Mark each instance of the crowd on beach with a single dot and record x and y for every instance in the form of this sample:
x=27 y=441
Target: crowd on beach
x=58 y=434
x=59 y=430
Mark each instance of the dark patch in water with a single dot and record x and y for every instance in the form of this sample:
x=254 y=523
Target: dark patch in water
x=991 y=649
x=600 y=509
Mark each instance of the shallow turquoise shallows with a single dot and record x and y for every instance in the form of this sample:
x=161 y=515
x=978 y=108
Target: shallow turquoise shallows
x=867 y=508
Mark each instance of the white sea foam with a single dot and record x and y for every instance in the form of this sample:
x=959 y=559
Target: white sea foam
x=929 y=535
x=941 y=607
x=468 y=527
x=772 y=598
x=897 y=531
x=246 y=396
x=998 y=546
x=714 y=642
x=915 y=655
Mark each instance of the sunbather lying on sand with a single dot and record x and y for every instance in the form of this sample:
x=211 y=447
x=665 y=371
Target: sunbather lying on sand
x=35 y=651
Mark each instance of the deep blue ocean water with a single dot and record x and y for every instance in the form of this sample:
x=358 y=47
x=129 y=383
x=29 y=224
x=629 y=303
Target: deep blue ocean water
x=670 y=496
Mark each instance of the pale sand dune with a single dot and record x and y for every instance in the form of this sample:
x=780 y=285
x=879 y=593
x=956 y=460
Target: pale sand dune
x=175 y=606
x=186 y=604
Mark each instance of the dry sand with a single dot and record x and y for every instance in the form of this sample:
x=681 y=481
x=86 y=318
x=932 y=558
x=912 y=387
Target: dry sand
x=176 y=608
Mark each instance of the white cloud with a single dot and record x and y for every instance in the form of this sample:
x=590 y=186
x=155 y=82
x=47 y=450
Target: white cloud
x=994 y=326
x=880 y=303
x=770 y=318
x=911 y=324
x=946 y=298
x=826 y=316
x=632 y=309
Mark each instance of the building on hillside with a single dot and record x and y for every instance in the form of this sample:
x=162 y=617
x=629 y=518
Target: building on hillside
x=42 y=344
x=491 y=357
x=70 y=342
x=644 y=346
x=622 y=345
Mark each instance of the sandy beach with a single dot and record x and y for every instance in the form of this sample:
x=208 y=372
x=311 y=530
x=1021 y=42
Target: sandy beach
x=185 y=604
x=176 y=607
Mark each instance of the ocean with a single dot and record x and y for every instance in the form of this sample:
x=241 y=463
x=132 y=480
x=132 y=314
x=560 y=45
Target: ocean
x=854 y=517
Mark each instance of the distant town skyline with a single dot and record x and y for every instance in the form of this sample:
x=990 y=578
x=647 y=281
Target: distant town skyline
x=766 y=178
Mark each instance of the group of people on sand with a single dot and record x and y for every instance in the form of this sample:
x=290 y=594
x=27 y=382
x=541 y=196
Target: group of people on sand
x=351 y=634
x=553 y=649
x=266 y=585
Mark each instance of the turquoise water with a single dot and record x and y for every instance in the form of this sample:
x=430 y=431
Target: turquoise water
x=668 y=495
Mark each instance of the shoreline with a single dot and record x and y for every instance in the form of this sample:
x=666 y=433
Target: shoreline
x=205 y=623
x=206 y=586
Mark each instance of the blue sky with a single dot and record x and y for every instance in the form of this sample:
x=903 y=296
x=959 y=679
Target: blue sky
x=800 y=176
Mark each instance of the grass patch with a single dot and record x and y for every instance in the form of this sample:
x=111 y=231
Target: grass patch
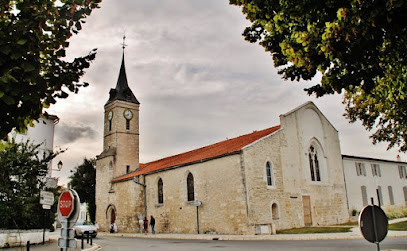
x=314 y=230
x=401 y=226
x=349 y=223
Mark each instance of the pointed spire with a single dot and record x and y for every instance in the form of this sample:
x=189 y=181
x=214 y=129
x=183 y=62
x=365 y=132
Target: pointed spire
x=122 y=90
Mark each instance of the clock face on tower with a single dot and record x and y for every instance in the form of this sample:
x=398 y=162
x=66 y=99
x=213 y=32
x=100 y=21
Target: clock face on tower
x=128 y=114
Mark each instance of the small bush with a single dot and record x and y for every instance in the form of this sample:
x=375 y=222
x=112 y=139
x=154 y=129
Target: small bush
x=394 y=212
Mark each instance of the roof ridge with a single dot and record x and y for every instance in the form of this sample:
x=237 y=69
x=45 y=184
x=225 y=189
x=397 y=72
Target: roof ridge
x=202 y=154
x=219 y=142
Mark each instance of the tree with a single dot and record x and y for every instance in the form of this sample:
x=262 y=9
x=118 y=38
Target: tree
x=83 y=181
x=23 y=168
x=33 y=40
x=359 y=47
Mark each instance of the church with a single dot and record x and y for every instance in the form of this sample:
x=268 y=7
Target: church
x=285 y=176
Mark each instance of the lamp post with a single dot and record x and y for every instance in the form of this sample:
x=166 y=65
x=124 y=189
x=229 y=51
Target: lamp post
x=46 y=197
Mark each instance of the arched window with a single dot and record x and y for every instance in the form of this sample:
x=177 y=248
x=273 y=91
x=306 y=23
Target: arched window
x=160 y=191
x=190 y=187
x=405 y=194
x=380 y=195
x=391 y=197
x=274 y=212
x=364 y=195
x=314 y=164
x=127 y=124
x=269 y=172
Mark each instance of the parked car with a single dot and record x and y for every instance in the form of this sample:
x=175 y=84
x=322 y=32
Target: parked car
x=83 y=229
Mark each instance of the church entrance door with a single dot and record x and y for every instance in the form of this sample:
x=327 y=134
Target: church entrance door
x=306 y=202
x=112 y=216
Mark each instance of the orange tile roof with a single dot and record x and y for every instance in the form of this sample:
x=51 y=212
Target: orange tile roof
x=223 y=148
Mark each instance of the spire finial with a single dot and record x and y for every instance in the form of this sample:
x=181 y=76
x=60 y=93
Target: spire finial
x=123 y=44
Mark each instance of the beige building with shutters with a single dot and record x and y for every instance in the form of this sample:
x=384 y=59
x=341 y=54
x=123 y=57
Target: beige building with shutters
x=377 y=179
x=289 y=175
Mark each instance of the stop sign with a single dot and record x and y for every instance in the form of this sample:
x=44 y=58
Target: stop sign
x=66 y=204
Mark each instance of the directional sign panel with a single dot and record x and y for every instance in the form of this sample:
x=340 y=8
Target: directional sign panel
x=66 y=204
x=46 y=198
x=66 y=243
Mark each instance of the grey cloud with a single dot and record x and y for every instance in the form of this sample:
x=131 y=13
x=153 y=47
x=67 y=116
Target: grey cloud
x=67 y=133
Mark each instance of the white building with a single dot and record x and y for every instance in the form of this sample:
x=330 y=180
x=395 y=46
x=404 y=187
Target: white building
x=368 y=178
x=41 y=133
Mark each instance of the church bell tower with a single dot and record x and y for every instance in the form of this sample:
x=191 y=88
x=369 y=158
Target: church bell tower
x=121 y=125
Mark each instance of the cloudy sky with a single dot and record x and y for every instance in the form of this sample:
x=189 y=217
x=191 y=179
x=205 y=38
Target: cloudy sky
x=197 y=79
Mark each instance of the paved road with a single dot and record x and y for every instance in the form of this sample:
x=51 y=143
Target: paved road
x=126 y=243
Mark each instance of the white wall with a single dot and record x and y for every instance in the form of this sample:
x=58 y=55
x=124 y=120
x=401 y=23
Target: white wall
x=15 y=238
x=41 y=132
x=389 y=177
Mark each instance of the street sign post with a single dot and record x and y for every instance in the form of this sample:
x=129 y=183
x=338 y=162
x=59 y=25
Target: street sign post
x=197 y=203
x=51 y=182
x=68 y=213
x=46 y=198
x=66 y=204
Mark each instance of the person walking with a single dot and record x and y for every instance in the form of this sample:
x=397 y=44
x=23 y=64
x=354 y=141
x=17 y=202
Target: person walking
x=145 y=225
x=152 y=223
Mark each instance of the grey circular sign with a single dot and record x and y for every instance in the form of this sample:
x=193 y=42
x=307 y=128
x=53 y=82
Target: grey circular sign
x=367 y=226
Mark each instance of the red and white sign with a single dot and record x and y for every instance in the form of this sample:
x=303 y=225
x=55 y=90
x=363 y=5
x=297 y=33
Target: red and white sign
x=66 y=204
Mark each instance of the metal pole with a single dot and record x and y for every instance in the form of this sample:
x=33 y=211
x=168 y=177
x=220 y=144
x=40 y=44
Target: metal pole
x=378 y=197
x=43 y=232
x=197 y=218
x=375 y=227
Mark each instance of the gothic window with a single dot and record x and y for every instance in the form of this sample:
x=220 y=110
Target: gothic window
x=360 y=169
x=269 y=172
x=391 y=197
x=160 y=192
x=190 y=187
x=364 y=196
x=274 y=212
x=127 y=124
x=402 y=172
x=376 y=170
x=379 y=194
x=314 y=164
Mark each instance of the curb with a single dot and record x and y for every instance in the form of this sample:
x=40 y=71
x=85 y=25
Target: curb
x=355 y=234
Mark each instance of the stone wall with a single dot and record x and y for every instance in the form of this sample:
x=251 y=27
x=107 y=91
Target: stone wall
────────
> _Your instructions_:
Render the data from the line with "Mark each instance of the clock" up to and including the line with "x=285 y=176" as a JSON list of strings, one string per line, leaving out any blank lines.

> _Response_:
[
  "Mark each instance of the clock face on tower with a single dot and record x and y for every instance in the form of this sample:",
  "x=398 y=162",
  "x=66 y=99",
  "x=213 y=32",
  "x=100 y=21",
  "Target: clock face on tower",
  "x=128 y=114",
  "Mark each instance of the small bush with a single dot and record x and y for every instance in the form of this sample:",
  "x=375 y=222",
  "x=112 y=139",
  "x=154 y=129",
  "Target: small bush",
  "x=394 y=212",
  "Mark each instance of the roof ridge with a single dot and record x and y for every instance in the form of this sample:",
  "x=237 y=69",
  "x=45 y=184",
  "x=225 y=189",
  "x=397 y=72",
  "Target: roof ridge",
  "x=202 y=154",
  "x=219 y=142",
  "Mark each instance of the tree with a single dot and record x and y for every instance in the form of this sample:",
  "x=262 y=9",
  "x=118 y=38",
  "Target: tree",
  "x=83 y=181",
  "x=23 y=168",
  "x=33 y=40",
  "x=359 y=47",
  "Mark each instance of the church with a single dot and record x and y for every instance in the form of this sample:",
  "x=268 y=7",
  "Target: church",
  "x=285 y=176"
]